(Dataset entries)
★ ★ ★ ★ ★ ★ ★

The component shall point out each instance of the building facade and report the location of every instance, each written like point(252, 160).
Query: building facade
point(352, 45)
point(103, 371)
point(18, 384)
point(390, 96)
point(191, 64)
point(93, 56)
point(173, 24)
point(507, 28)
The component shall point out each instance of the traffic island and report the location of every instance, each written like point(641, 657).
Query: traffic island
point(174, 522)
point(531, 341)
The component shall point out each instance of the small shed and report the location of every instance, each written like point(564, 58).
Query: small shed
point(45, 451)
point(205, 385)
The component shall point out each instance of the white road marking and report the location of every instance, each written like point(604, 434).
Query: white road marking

★ ★ ★ ★ ★ ★ ★

## Stated goal
Rewrite the listing above, changing "point out" to "mark" throughout and leaving everything else as it is.

## Solution
The component shall mark each instance of the building facade and report the location of every instance, each written like point(252, 160).
Query: building facade
point(352, 45)
point(103, 371)
point(18, 384)
point(390, 96)
point(191, 64)
point(93, 56)
point(173, 24)
point(507, 28)
The component shall mark each instance of the traffic island and report the location of every instance, each written like point(641, 657).
Query: traffic island
point(174, 522)
point(531, 341)
The component shall mark each instance of the small shed and report the location of every instance, each written like point(564, 58).
Query: small shed
point(45, 451)
point(205, 385)
The component shall mark each instance of the white road marking and report the location of every instance, each written like point(604, 434).
Query: white road marking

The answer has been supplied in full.